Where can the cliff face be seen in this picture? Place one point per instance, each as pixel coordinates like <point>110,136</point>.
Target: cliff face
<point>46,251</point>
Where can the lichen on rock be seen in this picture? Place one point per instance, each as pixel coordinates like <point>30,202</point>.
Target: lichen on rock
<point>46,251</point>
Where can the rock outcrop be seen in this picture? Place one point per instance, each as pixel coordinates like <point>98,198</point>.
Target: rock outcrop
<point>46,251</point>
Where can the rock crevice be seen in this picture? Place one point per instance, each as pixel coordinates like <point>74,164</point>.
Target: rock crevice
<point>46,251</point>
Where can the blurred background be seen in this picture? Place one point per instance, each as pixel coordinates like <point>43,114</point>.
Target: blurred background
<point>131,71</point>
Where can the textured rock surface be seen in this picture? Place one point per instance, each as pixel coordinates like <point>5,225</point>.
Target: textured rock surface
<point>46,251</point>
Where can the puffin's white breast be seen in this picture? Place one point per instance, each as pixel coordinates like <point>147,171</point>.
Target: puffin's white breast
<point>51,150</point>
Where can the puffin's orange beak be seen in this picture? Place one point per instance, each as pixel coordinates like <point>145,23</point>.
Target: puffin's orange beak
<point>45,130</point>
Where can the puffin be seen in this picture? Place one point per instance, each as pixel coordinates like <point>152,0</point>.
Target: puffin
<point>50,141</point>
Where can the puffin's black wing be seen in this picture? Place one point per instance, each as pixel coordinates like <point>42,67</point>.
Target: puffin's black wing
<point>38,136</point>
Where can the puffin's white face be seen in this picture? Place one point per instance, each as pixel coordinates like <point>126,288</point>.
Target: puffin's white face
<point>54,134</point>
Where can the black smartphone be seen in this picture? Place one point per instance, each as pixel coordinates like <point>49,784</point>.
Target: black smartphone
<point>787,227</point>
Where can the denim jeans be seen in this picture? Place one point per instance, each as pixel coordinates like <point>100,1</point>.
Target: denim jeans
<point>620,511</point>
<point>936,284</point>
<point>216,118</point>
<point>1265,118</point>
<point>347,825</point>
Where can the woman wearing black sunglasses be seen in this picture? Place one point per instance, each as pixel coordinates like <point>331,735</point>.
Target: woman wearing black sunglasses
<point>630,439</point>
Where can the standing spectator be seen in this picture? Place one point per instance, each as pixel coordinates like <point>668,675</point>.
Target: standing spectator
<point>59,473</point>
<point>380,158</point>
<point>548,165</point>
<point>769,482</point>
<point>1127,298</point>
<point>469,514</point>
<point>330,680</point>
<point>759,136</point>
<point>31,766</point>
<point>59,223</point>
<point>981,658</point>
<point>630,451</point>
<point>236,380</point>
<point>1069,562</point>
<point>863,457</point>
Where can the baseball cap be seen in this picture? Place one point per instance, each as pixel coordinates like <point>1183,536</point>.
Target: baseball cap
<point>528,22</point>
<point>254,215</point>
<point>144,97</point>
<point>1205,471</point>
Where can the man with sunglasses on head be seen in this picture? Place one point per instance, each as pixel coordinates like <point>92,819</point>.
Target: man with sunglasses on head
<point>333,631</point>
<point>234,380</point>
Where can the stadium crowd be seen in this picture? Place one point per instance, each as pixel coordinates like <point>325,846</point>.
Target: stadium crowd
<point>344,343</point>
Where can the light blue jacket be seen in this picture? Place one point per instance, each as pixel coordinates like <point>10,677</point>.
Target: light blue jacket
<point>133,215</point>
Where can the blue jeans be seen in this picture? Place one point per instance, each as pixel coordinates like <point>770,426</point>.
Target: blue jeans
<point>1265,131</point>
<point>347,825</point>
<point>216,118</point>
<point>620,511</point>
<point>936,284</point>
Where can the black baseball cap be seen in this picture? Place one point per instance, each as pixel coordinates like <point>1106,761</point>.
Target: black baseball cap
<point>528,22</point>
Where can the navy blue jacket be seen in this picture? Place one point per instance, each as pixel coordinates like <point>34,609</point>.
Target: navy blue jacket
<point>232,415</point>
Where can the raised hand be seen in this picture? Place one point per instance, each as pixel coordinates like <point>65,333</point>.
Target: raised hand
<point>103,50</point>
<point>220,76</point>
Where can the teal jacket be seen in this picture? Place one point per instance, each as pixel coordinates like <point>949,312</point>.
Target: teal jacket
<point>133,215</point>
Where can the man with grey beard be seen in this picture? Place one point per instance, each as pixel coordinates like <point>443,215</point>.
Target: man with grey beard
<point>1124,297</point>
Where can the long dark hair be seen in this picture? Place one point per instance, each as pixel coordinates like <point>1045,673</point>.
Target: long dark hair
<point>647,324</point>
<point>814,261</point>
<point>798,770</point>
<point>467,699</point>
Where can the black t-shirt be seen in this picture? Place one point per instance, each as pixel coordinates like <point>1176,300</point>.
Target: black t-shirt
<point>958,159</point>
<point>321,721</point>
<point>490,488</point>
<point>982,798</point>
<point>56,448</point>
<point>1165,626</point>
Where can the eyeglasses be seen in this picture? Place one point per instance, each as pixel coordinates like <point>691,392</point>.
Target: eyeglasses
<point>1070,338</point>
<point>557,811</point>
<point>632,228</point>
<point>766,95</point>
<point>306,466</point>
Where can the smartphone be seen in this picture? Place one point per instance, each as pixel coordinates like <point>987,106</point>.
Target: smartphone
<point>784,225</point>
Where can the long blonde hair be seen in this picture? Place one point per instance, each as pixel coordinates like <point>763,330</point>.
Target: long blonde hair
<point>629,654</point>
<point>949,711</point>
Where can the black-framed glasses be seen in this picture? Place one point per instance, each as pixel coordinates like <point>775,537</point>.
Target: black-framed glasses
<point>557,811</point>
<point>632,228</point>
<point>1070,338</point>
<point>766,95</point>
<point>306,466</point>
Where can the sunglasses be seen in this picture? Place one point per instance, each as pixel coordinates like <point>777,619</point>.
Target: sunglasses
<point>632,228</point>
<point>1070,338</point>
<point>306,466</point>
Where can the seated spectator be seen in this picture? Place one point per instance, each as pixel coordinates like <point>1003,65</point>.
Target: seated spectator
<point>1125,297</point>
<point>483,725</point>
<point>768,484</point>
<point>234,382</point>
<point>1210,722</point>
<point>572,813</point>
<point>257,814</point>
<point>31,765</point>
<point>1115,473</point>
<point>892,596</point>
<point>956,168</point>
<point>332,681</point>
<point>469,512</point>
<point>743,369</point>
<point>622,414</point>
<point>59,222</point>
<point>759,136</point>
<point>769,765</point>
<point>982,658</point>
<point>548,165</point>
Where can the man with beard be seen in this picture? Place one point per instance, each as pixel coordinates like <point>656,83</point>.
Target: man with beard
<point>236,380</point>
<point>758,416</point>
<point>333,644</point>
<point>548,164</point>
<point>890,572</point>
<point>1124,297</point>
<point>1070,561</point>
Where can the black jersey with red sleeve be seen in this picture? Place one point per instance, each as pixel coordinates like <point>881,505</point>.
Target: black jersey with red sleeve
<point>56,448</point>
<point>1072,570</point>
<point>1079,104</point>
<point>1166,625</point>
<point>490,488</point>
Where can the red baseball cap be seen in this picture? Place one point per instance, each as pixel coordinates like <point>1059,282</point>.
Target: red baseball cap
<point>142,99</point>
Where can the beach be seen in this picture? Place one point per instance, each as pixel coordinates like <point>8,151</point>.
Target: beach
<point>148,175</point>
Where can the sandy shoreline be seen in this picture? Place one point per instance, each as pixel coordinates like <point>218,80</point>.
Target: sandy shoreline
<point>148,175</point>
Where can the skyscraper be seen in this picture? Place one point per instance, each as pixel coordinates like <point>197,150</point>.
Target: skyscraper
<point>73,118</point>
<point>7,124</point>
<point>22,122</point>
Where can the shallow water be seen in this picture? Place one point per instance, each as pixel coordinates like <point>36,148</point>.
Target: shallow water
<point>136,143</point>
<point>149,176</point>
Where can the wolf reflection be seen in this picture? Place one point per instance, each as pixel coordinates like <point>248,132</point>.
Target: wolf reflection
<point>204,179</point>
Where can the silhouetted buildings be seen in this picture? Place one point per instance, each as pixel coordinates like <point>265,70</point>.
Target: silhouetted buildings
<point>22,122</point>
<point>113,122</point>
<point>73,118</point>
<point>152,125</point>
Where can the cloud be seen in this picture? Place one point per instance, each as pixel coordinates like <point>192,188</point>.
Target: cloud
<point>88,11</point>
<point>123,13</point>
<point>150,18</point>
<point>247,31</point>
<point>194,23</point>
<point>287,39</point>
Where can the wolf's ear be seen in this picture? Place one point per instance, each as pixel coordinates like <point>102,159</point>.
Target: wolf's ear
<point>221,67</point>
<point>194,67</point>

# # # # #

Begin at the line above that has "Target: stadium crowd" and stop after the line that has "Where can the blue", copying each line exactly and adding nothing else.

**Answer to the problem**
Target: stadium crowd
<point>344,343</point>
Where can the light blue jacket be seen in this picture? Place one point per instance, each as pixel coordinates like <point>10,677</point>.
Target: light blue jacket
<point>133,215</point>
Where can the blue jeans be seen in this picture? Place one point per instance, each as pixel coordinates like <point>770,426</point>.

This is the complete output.